▸ **Supplied text**
[start]
Fall 2019 courses focusing on human rights and humanitarian issues
Introduces students to the law and politics of international human rights; examines the construction of an international human rights regime and its influence on international politics. Will survey the actors and organizations involved in the promotion of human rights around the globe, as well as the obstacles. Will review competing conceptions of human rights, whether human rights are universal, problems of enforcement, and the role of human rights in foreign policy. Major topics include civil and political rights; economic, social and cultural rights; genocide, torture, women's rights, humanitarian intervention, and the international criminal court. POLS 0400 strongly encouraged as a prerequisite.
This course explores the ethics of global public health engagement. Global health implementation is fraught with ethical conundrums. These ethical conundrums include the process of generating rigorous evidence, championing health as a human right, engaging global partners in meaningful collaborations, and implementing complex programs in low-resource settings. These ethical challenges are driven by North-South inequities and by differences in socioeconomic backgrounds, culture, language, and other intersectional identities. This course introduces scholars to global health ethics as a framework for tackling health disparities, grappling in a scholarly and practical way with the complex fabric of global health research, policy, and practice.
[end]
Excerpt from a dataset
[start]
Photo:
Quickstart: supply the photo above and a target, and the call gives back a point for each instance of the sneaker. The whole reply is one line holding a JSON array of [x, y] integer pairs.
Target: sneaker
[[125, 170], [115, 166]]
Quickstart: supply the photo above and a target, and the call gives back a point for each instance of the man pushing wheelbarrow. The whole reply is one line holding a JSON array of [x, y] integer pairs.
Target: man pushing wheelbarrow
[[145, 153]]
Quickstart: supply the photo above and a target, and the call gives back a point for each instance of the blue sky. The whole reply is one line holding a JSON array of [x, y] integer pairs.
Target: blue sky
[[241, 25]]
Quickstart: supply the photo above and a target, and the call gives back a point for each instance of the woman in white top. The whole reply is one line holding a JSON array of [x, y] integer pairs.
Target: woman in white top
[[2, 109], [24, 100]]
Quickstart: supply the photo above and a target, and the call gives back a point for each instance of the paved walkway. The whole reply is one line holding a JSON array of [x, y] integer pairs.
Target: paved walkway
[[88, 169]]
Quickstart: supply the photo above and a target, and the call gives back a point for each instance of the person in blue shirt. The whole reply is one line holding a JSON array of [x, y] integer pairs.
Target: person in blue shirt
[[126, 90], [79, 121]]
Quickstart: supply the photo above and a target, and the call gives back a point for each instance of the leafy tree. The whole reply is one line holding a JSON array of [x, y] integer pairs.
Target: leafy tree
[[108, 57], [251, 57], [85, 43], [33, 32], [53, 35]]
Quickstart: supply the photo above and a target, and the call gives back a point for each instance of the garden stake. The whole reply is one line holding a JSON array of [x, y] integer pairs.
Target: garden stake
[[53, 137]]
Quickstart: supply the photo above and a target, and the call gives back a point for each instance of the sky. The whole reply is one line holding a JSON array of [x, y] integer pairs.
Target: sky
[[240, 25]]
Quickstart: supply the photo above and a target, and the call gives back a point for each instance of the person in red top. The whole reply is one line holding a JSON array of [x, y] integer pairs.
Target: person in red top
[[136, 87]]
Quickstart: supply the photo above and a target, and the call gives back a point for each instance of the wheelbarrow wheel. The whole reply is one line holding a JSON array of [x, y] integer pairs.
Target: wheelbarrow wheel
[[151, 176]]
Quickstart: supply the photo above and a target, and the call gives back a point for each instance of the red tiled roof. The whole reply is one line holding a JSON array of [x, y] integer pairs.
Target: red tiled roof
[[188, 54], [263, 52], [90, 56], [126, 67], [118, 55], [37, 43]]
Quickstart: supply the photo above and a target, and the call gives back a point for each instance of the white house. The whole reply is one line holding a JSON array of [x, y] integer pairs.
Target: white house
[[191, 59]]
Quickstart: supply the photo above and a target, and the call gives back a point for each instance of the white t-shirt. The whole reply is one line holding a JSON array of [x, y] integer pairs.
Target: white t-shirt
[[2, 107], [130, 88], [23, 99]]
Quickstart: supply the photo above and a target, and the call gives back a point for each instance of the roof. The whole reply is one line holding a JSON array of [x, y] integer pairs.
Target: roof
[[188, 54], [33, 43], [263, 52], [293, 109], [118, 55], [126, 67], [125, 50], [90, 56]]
[end]
▸ **Parts of the exercise**
[1] Render this sentence from the Fall 2019 course descriptions in Spanish: "Global health implementation is fraught with ethical conundrums."
[2] Pick up the Fall 2019 course descriptions after their final sentence and keep writing them.

▸ **Results for each task**
[1] La implementación de la salud global está plagada de dilemas éticos.

[2]
This course focuses on the major issues and debates concerning humanitarianism and international intervention in 20th century Africa. It will explore the history of humanitarianism and the many challenges that arise when governments and institutions intervene in a conflict. Then students will investigate specific sites of conflict in Africa (ranging from Nigeria, Somalia, Rwanda, Sudan, and Western Sahara) and analyze different models of intervention and aid. These case studies will expose students to pivotal events in African history and equip them with a critical vocabulary with which to assess contemporary conflicts.
Who is the Big Brother that we most fear? Is it the NSA -- or is it Google and Facebook? Rapidly changing social mores and the growing problem of cybersecurity have all contributed to a sense that privacy is dead. Laws protecting privacy and civil liberties are stuck in the analog age, while the capabilities for mass digital surveillance continue to advance rapidly. This course will examine a variety of informational privacy and technology issues. A major theme: the historical and contemporary struggle to bring surveillance under democratic control to protect against abuses of privacy, civil liberties and human rights.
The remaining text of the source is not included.